Requirement – Rewrite the material below with "mask" replaced by "filled area" and every other part left unchanged.

══ Information supplied

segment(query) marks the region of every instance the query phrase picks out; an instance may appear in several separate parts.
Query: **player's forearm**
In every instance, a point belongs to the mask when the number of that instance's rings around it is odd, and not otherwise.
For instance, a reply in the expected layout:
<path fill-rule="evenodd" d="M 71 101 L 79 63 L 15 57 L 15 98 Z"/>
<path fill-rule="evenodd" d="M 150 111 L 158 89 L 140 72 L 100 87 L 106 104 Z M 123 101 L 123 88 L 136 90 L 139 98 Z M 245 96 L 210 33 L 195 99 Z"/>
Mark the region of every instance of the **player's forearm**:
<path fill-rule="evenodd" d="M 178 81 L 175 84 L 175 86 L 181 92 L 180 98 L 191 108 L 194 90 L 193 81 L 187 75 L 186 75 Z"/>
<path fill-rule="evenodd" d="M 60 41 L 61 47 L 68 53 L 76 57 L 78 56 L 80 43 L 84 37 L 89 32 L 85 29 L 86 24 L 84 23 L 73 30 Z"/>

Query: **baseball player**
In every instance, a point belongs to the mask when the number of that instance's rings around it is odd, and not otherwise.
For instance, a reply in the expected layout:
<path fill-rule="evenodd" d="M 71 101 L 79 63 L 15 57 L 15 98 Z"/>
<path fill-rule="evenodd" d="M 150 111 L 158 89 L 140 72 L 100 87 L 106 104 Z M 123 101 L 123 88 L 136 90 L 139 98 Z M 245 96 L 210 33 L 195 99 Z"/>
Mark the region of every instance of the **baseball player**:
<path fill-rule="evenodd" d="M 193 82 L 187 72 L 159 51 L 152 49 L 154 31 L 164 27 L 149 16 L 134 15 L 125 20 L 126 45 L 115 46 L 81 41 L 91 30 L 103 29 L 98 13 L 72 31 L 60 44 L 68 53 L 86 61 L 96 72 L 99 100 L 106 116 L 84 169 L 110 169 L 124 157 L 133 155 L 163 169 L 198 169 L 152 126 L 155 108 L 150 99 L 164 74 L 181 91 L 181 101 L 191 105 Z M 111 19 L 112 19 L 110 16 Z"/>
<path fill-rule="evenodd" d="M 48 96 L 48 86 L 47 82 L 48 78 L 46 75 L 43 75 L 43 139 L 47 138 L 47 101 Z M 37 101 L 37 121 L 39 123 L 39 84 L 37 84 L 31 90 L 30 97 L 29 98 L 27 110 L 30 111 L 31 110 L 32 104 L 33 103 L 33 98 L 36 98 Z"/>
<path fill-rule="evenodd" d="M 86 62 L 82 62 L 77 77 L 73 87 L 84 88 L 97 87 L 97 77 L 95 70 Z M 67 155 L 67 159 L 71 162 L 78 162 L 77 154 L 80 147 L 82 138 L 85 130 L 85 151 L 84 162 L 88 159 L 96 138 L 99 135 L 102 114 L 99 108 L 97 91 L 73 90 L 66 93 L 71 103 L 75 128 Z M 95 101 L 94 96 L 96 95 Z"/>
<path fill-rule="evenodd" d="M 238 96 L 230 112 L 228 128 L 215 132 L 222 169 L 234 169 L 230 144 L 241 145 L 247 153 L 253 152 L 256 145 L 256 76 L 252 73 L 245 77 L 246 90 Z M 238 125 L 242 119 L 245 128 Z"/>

════

Response to the exercise –
segment(query) marks the region of every instance the query phrase picks out; an instance may appear in several separate parts.
Query: **player's forearm**
In every instance, a point belongs to the filled area when the number of that instance's rings around it is odd, and not otherwise.
For instance, a reply in the expected layout:
<path fill-rule="evenodd" d="M 71 101 L 79 63 L 15 57 L 15 98 Z"/>
<path fill-rule="evenodd" d="M 150 111 L 158 89 L 140 72 L 100 87 L 106 104 Z M 123 101 L 123 88 L 136 90 L 139 98 Z M 245 96 L 210 33 L 195 99 Z"/>
Mark the region of every instance of the **player's forearm**:
<path fill-rule="evenodd" d="M 178 81 L 175 84 L 175 86 L 181 92 L 180 98 L 191 108 L 194 90 L 193 81 L 187 75 L 186 75 Z"/>
<path fill-rule="evenodd" d="M 60 41 L 61 47 L 68 53 L 76 57 L 78 56 L 80 43 L 84 37 L 89 32 L 85 29 L 86 24 L 84 23 L 73 30 Z"/>

Query: **baseball player**
In every instance, a point belongs to the filled area when the number of that instance's rings around it is odd, and not otherwise.
For instance, a reply in the expected layout:
<path fill-rule="evenodd" d="M 71 101 L 79 63 L 15 57 L 15 98 Z"/>
<path fill-rule="evenodd" d="M 150 111 L 158 89 L 140 72 L 100 87 L 106 104 Z M 123 101 L 123 88 L 136 90 L 139 98 Z M 245 96 L 210 33 L 195 99 Z"/>
Mark the region of every instance of the **baseball player**:
<path fill-rule="evenodd" d="M 193 82 L 187 72 L 159 51 L 152 49 L 154 31 L 164 27 L 149 16 L 134 15 L 125 20 L 126 45 L 115 46 L 81 41 L 91 30 L 103 29 L 98 13 L 72 31 L 60 44 L 68 53 L 86 61 L 96 72 L 99 100 L 106 116 L 84 169 L 110 169 L 124 157 L 133 155 L 163 169 L 198 169 L 152 126 L 155 108 L 150 99 L 164 74 L 181 91 L 181 101 L 191 105 Z M 111 19 L 112 19 L 110 16 Z"/>
<path fill-rule="evenodd" d="M 48 96 L 48 86 L 47 82 L 48 78 L 46 75 L 43 75 L 43 139 L 47 138 L 47 101 Z M 37 101 L 37 121 L 39 123 L 39 84 L 37 84 L 31 90 L 30 97 L 29 98 L 27 110 L 30 111 L 31 110 L 32 104 L 33 103 L 33 98 L 36 98 Z"/>
<path fill-rule="evenodd" d="M 86 62 L 82 62 L 77 77 L 73 87 L 84 88 L 97 87 L 97 77 L 95 70 Z M 67 155 L 67 159 L 71 162 L 78 162 L 77 154 L 80 147 L 82 138 L 85 130 L 85 151 L 84 162 L 88 159 L 96 138 L 99 135 L 102 114 L 99 108 L 97 91 L 73 90 L 66 93 L 71 103 L 75 128 Z M 95 101 L 94 96 L 96 95 Z"/>
<path fill-rule="evenodd" d="M 238 96 L 230 112 L 228 128 L 215 132 L 222 169 L 234 169 L 230 144 L 241 145 L 247 153 L 253 152 L 256 145 L 256 76 L 252 73 L 245 77 L 246 90 Z M 238 125 L 242 119 L 245 128 Z"/>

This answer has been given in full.